_EXERCISE DIRECTIONS:_ All entries should be copied exactly; the pictures stay out.

(Text-to-region grounding data)
BEGIN
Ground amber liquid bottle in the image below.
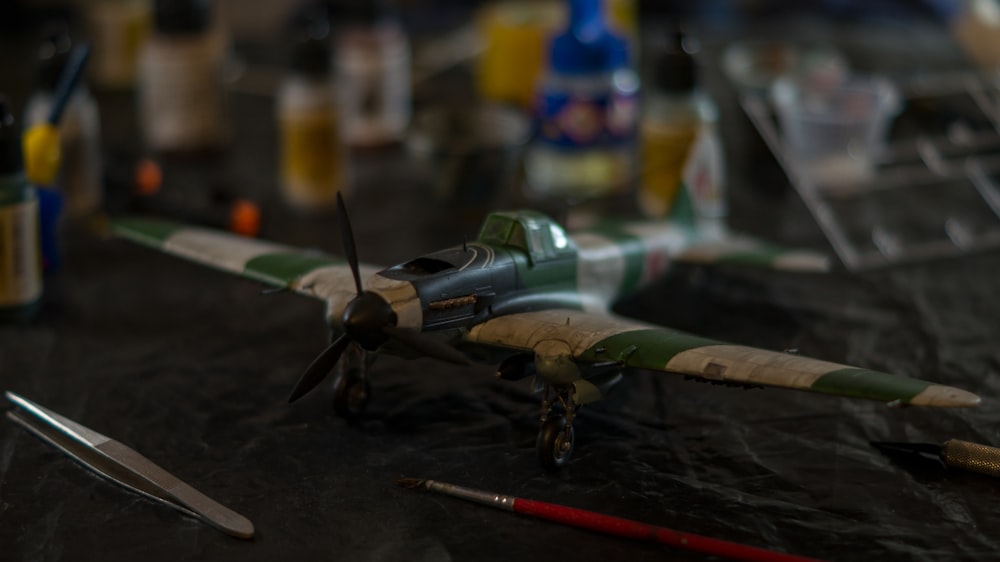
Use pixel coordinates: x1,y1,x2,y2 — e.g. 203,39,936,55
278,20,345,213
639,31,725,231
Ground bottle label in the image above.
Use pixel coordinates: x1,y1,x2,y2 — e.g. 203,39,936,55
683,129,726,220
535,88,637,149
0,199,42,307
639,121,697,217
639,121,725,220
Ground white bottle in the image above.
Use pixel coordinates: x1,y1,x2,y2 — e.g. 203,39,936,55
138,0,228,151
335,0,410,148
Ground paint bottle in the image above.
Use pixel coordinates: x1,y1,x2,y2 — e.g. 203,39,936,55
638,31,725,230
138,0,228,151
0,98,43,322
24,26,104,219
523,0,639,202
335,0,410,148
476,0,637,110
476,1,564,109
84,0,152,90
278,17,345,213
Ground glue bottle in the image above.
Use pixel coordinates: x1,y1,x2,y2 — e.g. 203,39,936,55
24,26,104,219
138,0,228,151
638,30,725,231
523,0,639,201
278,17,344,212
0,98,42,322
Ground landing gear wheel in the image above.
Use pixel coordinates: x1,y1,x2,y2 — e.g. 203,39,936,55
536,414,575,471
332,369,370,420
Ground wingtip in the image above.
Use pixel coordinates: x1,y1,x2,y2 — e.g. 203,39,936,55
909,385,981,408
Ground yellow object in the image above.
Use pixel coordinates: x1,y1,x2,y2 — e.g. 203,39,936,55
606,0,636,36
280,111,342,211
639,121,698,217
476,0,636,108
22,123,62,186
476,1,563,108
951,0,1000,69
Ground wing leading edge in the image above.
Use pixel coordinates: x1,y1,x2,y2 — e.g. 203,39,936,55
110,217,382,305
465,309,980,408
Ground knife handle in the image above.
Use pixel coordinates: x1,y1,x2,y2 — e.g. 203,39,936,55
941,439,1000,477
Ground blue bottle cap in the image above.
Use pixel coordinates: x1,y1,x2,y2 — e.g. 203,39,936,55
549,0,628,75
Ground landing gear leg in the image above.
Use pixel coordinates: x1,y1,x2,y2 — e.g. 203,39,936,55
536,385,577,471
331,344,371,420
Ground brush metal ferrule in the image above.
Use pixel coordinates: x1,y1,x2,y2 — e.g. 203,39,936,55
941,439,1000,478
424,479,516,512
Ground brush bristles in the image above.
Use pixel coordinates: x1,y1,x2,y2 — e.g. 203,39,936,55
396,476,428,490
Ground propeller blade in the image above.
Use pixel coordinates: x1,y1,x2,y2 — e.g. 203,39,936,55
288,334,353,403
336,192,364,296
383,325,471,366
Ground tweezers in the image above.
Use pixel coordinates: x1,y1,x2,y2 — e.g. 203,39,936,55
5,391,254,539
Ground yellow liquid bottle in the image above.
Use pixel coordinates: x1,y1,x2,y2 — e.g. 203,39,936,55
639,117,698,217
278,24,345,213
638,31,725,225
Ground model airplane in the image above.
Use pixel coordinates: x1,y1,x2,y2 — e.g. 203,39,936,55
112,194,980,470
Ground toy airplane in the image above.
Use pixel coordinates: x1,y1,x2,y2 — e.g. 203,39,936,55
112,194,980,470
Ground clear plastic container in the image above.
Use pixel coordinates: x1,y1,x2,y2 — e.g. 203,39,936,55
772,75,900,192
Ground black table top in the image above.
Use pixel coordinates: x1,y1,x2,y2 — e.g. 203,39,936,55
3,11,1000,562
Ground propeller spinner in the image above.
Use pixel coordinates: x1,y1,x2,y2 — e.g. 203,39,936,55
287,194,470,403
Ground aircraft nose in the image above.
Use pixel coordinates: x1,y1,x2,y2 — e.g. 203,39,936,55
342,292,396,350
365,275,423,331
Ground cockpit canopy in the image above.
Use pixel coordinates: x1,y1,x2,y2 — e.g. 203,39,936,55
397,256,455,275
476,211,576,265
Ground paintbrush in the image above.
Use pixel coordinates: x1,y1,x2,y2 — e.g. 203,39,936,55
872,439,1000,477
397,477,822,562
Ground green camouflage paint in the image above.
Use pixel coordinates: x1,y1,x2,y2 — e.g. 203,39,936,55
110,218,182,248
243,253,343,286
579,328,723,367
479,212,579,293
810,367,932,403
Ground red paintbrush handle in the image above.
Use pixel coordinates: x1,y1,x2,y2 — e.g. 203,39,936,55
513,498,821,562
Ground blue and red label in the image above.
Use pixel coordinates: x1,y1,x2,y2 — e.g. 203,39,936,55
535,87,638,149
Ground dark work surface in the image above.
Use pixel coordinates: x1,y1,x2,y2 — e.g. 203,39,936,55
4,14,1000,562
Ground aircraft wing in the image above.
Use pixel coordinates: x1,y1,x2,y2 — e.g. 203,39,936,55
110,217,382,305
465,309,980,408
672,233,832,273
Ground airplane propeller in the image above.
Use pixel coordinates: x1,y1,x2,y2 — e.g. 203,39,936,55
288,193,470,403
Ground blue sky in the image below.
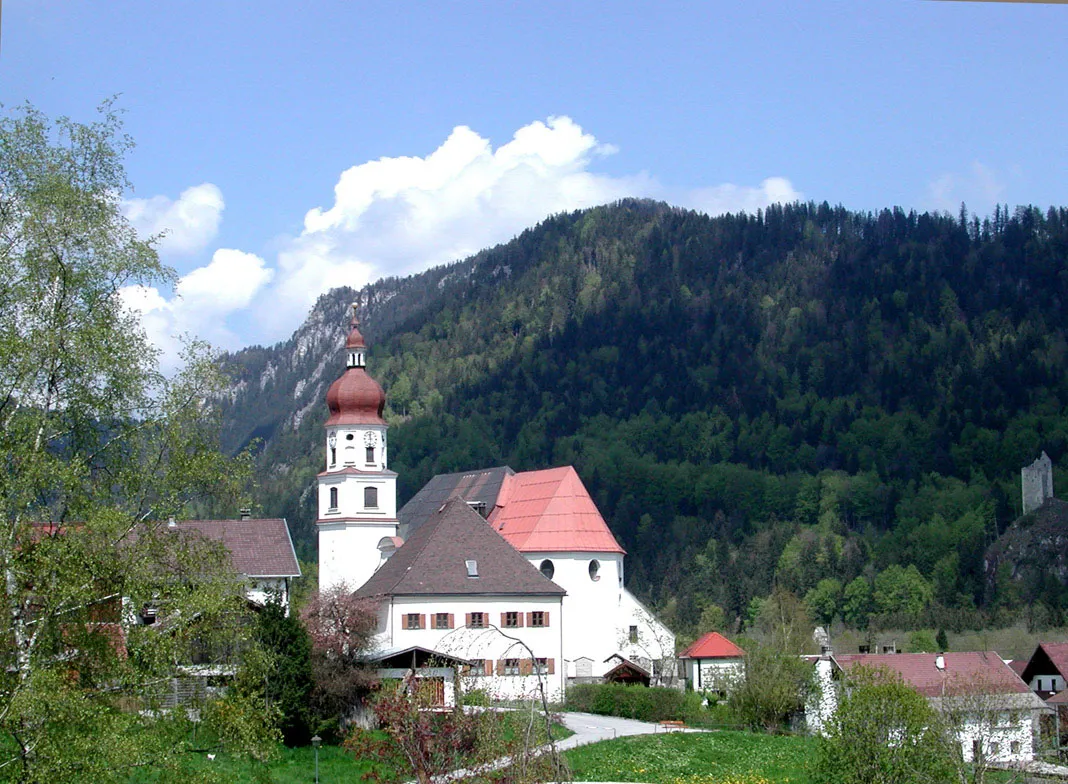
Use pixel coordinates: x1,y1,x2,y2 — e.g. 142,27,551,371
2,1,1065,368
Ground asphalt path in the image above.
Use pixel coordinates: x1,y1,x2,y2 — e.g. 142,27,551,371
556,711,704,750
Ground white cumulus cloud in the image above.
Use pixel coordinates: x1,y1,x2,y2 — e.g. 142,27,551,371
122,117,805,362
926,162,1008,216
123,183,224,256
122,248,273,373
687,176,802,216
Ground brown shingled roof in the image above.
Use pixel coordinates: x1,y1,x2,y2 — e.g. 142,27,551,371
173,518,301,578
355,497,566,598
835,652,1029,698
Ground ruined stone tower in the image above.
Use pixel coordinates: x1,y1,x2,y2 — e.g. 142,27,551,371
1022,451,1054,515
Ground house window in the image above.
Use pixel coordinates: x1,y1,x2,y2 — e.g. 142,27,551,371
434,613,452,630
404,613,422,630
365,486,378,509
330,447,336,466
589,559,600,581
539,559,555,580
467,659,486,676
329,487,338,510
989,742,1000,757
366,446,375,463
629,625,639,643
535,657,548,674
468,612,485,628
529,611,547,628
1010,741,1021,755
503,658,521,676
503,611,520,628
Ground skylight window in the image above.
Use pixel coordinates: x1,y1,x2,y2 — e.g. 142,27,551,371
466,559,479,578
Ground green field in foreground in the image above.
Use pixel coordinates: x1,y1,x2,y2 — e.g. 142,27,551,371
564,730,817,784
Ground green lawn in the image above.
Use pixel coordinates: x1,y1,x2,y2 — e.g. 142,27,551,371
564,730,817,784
END
_YOUR RESPONSE:_
Ground amber liquid bottle in the image below.
Use pixel coordinates: x1,y1,x2,y2 — e.g. 203,39,936,55
278,20,345,213
639,31,725,231
Ground bottle label in the image above.
Use pixel coordinates: x1,y1,x2,y2 — e.g. 203,39,936,55
683,129,726,220
535,88,637,149
0,199,42,307
639,121,697,217
639,121,725,220
Ground white bottle in the image above.
Use pixel coordinates: x1,y1,x2,y2 — e.g. 203,39,936,55
138,0,228,151
335,0,410,148
Ground paint bottle in the image above.
Use pixel coordinates: x1,y1,x2,y2 — e.g. 203,39,936,55
638,31,725,230
138,0,228,151
0,98,43,322
24,26,104,219
523,0,639,202
335,0,410,148
476,0,637,110
476,1,564,109
84,0,152,90
278,17,345,213
Ground glue bottle in the image above.
Use pixel coordinates: x1,y1,x2,y2 — e.g. 203,39,936,55
24,26,104,219
138,0,228,151
638,30,725,231
523,0,639,201
278,17,344,212
0,98,42,322
Ground landing gear wheel in the image above.
Use pixel coordinates: x1,y1,x2,y2 — e.g. 203,39,936,55
536,414,575,471
332,369,370,420
Ground wingtip in the image above.
Use pixel coordinates: x1,y1,x2,y2 — e.g. 203,39,936,55
909,385,981,408
Ground yellow object in the image above.
Use pixel coordinates: x1,y1,x2,y2 — e.g. 203,39,936,55
606,0,636,36
280,111,342,211
639,121,698,217
476,0,636,108
22,123,62,186
476,1,563,108
951,0,1000,69
Ground wing leading edge in the image above.
Use pixel coordinates: x1,y1,x2,y2 — e.g. 203,39,936,55
110,217,382,305
465,309,980,408
Ground knife handle in the image above.
Use pixel coordinates: x1,y1,x2,y2 — e.g. 203,39,936,55
941,439,1000,477
Ground blue bottle cap in the image above.
Use pixel coordinates: x1,y1,x2,y2 — e.g. 203,39,936,55
549,0,628,75
Ground landing gear leg in the image above.
Use pixel coordinates: x1,y1,x2,y2 — e.g. 203,39,936,55
536,385,577,471
331,344,371,420
Ground brush metal ferrule in the image above.
Use pixel coordinates: x1,y1,x2,y2 — e.g. 203,39,936,55
941,439,1000,478
424,479,516,512
Ground brush bristles in the image above.
Use pixel coordinates: x1,y1,x2,y2 — e.g. 203,39,936,55
396,476,428,490
Ground propeller blade in the image above.
Use pixel coordinates: x1,y1,x2,y2 — e.g. 203,39,936,55
288,334,353,403
336,192,364,296
383,325,471,366
Ground tweezers in the image above.
Use pixel coordinates: x1,y1,x2,y2 — e.g. 203,39,936,55
5,391,254,539
Ground yellow liquid bottle in the image above.
Use pixel coordinates: x1,y1,x2,y2 — e.g. 203,39,936,55
639,117,698,217
278,24,345,213
638,31,725,225
Ground model airplane in the image above.
Use pixel coordinates: x1,y1,x2,y2 — e.g. 203,39,936,55
112,194,980,470
Ground toy airplane in the image above.
Use pixel coordinates: x1,y1,x2,y2 — e.g. 203,39,936,55
112,194,980,470
Ground clear plastic container in the image above.
Use pixel coordinates: x1,y1,x2,y2 — e.g. 203,39,936,55
772,75,900,192
Ground black table top in the image above.
Use pixel coordinates: x1,y1,x2,y2 — e.g. 203,39,936,55
3,11,1000,562
Ground propeller spinner in the image above.
Use pixel coordinates: x1,y1,x2,y2 — e.g. 203,39,936,55
287,194,470,403
Ground aircraft nose in the image above.
Use pixel coordinates: x1,y1,x2,y2 — e.g. 203,39,936,55
342,292,396,350
365,275,423,331
Ground cockpit canopy in the image above.
Use pixel coordinates: x1,y1,x2,y2 — e.g. 203,39,936,55
397,256,455,275
476,211,576,265
Ground paintbrush in the image above.
Use pixel coordinates: x1,y1,x2,y2 — e.g. 203,39,936,55
872,439,1000,477
397,477,822,562
Ground green camouflage paint in the image above.
Use pixel coordinates: x1,y1,x2,y2 — e.g. 203,39,936,55
110,218,182,248
243,253,343,286
579,328,723,367
479,212,579,293
810,367,932,403
Ground red paintbrush handle in the image above.
Use pixel coordinates: x1,y1,x2,y2 — e.g. 203,39,936,55
513,498,821,562
Ground blue and red label in the image above.
Use pixel coordinates: x1,y1,x2,y2 — e.g. 203,39,936,55
535,87,638,149
Ground dark work surface in the image above.
Use pixel coordinates: x1,y1,x2,y2 — e.g. 203,39,936,55
4,14,1000,562
Ground aircraft wing in the image above.
Use pixel coordinates: x1,y1,x2,y2 — e.g. 203,39,936,55
110,217,382,305
465,309,980,408
672,233,832,273
Ground airplane propeller in the image above.
Use pixel coordinates: x1,y1,x2,y2 — e.g. 203,39,936,55
288,193,470,403
Ground blue sky in the image below.
Use pixel coordinates: x1,y1,x2,y2 — e.g. 142,27,551,371
2,1,1065,368
Ground asphalt path in the image above.
Use pixel coordinates: x1,y1,x2,y2 — e.g. 142,27,551,371
556,711,704,750
Ground white cumulus cloud in the image above.
Use pixel coordinates: x1,y1,x2,y2 — e.g. 142,27,551,371
122,117,805,362
926,162,1008,216
123,183,224,256
122,248,273,373
687,176,802,216
Ground brown shingled roof in the image above.
Use pixel coordinates: x1,y1,x2,y2 — e.g. 142,27,551,371
173,518,301,578
355,497,566,598
835,652,1029,698
Ground ruined stone tower in the image above.
Use pixel coordinates: x1,y1,x2,y2 — e.g. 142,27,551,371
1022,451,1054,515
Ground house window in the image above.
Use pixel coordinates: x1,y1,x2,y2 — e.g. 142,27,551,371
434,613,452,630
404,613,422,630
365,486,378,509
330,447,336,466
589,559,600,581
539,559,555,580
467,659,486,676
329,487,338,510
989,742,1000,757
366,446,375,463
629,625,639,643
535,657,548,674
468,612,485,628
529,611,547,628
1010,741,1021,755
503,658,521,676
503,611,520,628
Ground skylight window in the image above.
Use pixel coordinates: x1,y1,x2,y2 — e.g. 142,27,551,371
466,559,479,578
Ground green field in foreground in the image above.
Use pixel coordinates: x1,y1,x2,y2 — e.g. 142,27,551,371
564,730,817,784
Ground green lawn in the image above.
Use pixel coordinates: x1,y1,x2,y2 — e.g. 142,27,551,371
564,730,817,784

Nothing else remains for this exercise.